● EXPLORE THE MATERIAL
(1) In the text about markets, shorten the paragraph that begins "One is to argue that there is no such thing," keeping its main facts.
(2) Repeat the part of the text about markets from "No corporate executive" to "is an evasion.", word for word.
(3) Go on with the text about markets from where it stops.

● TEXT SECTION
+ + +
One is to argue that there is no such thing as “the market.” There are only different markets—in the plural. There are capitalist markets and slave markets and communist markets and so on. And, of course, there is no guarantee either that a particular market will come into existence when it is called for or that a market, once it exists, will continue to exist over time. In other words, markets are not self-organizing or self-regulating activities; they are always being broken up and need to be created anew. They are, in this sense, socially constructed institutions.*

The other is to argue that references to the market implicate the entire economic system, and leave the entire system open to criticism. As Richard Wolff explains in his interview with Bill Moyers,

BILL MOYERS: When you say that there’s no economic argument that people should be kept at the– should not share in the gains of economic growth, the response is, “Well, that’s what the market bears.”

RICHARD WOLFF: Well, you know, in the history of economics, which is my profession, it’s a standard play on words. Instead of talking about how the economy is shaped by the actions of consumers in one way, workers in another way, corporate executives in another way, we abstract from all of that and we create a myth or a mystique. It’s called the market.

That way you’re absolving everybody from responsibility. It isn’t that you’re doing this, making that decision in this way, it’s rather this thing called the market that makes things happen. Well, every corporate executive I know, knows that half of his or her job is to tweak, manipulate, shift, and change the market.

No corporate executive takes the market as given. That may happen in the classroom, but not in the world of real business. That’s what advertising is. You try to create the demand, if there isn’t enough of it to make money without doing that. You change everything you can. So the reference to a market, I think, is an evasion.
+ + +
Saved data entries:
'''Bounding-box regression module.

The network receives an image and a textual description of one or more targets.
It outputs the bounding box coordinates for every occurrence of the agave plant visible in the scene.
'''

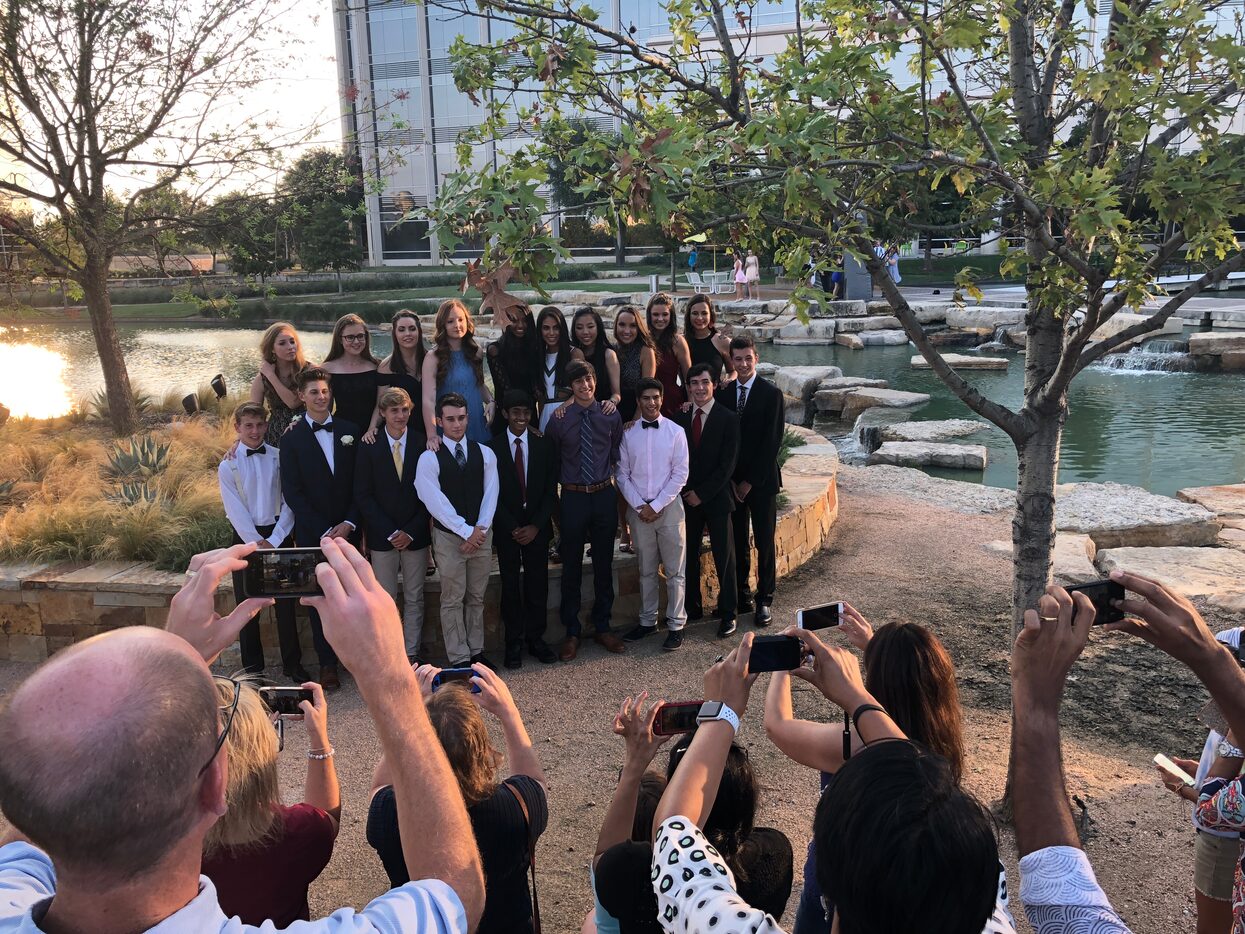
[103,435,168,479]
[107,479,159,506]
+ + +
● RESULTS BY TASK
(1) There is no single "market," only many markets, such as capitalist, slave and communist ones. Nothing ensures that a market will appear when needed or last once it exists. Markets don't organize or regulate themselves. They keep breaking up and have to be built again, which makes them socially constructed institutions.

(2)
No corporate executive takes the market as given. That may happen in the classroom, but not in the world of real business. That’s what advertising is. You try to create the demand, if there isn’t enough of it to make money without doing that. You change everything you can. So the reference to a market, I think, is an evasion.

(3)
It’s an attempt to make abstract the real workings of the economy so nobody can question what this one or that one is doing. But let me take it another way. To say that it’s the market is another way of saying, “It’s our economic system that works that way.” That is a very dangerous defense move to take.


RICHARD WOLFF: Because it plays into the hands of those like me who are critical of the system. If indeed it isn’t this one or that one, it isn’t this company’s strategy or that product’s maneuver, but it is the market, the totality of the system, that is producing unconscionable results, multi-million-dollar apartments next door to abject poverty, then you’re saying that the system is at fault for these results.

I agree with that. But I’m not sure that those who push this notion of “the market makes it happen,” have thought through where the logic of that defense makes them very vulnerable to a much more profound critique than they will be comfortable with.


*This is an argument Jack Amariglio and I make in chapter 6 of Postmodern Moments in Modern Economics.

  1. Ben says:

    Markets are an example of spontaneous order, the emergence of ordered behavior from the seemingly unorganized interactions of individuals; producing results which are in many cases unpredictable. Also, a market is not an entity, a place, or a group of people. A market is fundamentally a process.

    To say that markets are “socially constructed institutions” is akin to saying living cells are constructed by an intelligent designer.